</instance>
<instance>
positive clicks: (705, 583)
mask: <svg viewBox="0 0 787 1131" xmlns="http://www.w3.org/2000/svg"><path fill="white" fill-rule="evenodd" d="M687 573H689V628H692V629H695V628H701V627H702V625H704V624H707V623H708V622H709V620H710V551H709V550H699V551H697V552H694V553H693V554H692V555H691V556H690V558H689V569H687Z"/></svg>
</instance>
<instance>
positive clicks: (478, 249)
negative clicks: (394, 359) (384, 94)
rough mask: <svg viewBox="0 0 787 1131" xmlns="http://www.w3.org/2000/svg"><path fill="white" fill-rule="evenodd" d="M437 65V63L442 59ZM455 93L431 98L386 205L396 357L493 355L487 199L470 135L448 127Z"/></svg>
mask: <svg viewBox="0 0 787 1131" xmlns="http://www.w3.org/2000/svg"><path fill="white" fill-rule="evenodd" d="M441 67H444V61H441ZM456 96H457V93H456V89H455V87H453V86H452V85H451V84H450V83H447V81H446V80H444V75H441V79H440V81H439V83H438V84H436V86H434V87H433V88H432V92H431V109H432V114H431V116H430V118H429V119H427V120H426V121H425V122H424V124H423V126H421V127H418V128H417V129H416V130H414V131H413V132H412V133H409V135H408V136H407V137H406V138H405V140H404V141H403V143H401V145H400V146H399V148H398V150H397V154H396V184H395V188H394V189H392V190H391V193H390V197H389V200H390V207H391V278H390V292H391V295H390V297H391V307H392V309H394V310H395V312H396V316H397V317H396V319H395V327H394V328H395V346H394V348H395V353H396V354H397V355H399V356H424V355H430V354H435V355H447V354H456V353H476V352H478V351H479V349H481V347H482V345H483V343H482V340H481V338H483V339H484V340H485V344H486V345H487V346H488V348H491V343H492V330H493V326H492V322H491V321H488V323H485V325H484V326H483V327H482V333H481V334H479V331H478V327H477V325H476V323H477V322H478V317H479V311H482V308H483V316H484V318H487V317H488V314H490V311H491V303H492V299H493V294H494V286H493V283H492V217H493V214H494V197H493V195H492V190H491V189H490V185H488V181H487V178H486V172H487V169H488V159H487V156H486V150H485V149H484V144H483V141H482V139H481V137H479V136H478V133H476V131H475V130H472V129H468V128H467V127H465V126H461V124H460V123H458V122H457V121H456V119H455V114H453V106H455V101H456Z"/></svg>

◇ ◇ ◇ ◇ ◇ ◇ ◇

Directions for this task: Starting at the line that contains "rough mask: <svg", write out every line through the last one in the data above, exactly as it stands.

Exercise solution:
rough mask: <svg viewBox="0 0 787 1131" xmlns="http://www.w3.org/2000/svg"><path fill="white" fill-rule="evenodd" d="M437 65V63L442 59ZM455 93L431 98L386 205L396 357L493 355L487 199L470 135L448 127Z"/></svg>
mask: <svg viewBox="0 0 787 1131" xmlns="http://www.w3.org/2000/svg"><path fill="white" fill-rule="evenodd" d="M441 67H444V61H441ZM456 96H457V93H456V89H455V87H453V86H452V85H451V84H450V83H447V81H446V80H444V75H441V79H440V81H439V83H438V84H436V86H434V87H433V88H432V92H431V109H432V114H431V116H430V118H429V119H427V120H426V121H425V122H424V124H423V126H421V127H418V128H417V129H416V130H414V131H413V132H412V133H409V135H408V136H407V137H406V138H405V140H404V141H403V143H401V145H400V146H399V148H398V150H397V154H396V184H395V188H394V189H392V190H391V193H390V197H389V200H390V207H391V278H390V292H391V295H390V297H391V307H392V309H394V310H395V312H396V316H397V317H396V319H395V327H394V328H395V346H394V348H395V353H396V354H397V355H399V356H424V355H430V354H435V355H447V354H456V353H476V352H478V351H479V349H481V347H482V345H483V343H482V340H481V338H483V339H484V340H485V344H486V345H487V346H488V348H491V343H492V330H493V326H492V322H491V321H488V323H485V325H484V326H483V327H482V333H481V334H479V331H478V327H477V325H476V323H477V322H478V317H479V311H482V308H483V316H484V318H487V317H488V314H490V311H491V303H492V299H493V294H494V286H493V283H492V217H493V214H494V197H493V195H492V190H491V189H490V185H488V181H487V178H486V172H487V169H488V159H487V156H486V150H485V149H484V144H483V141H482V139H481V137H479V136H478V133H476V131H475V130H472V129H468V128H467V127H465V126H461V124H460V123H458V122H457V121H456V119H455V114H453V106H455V101H456Z"/></svg>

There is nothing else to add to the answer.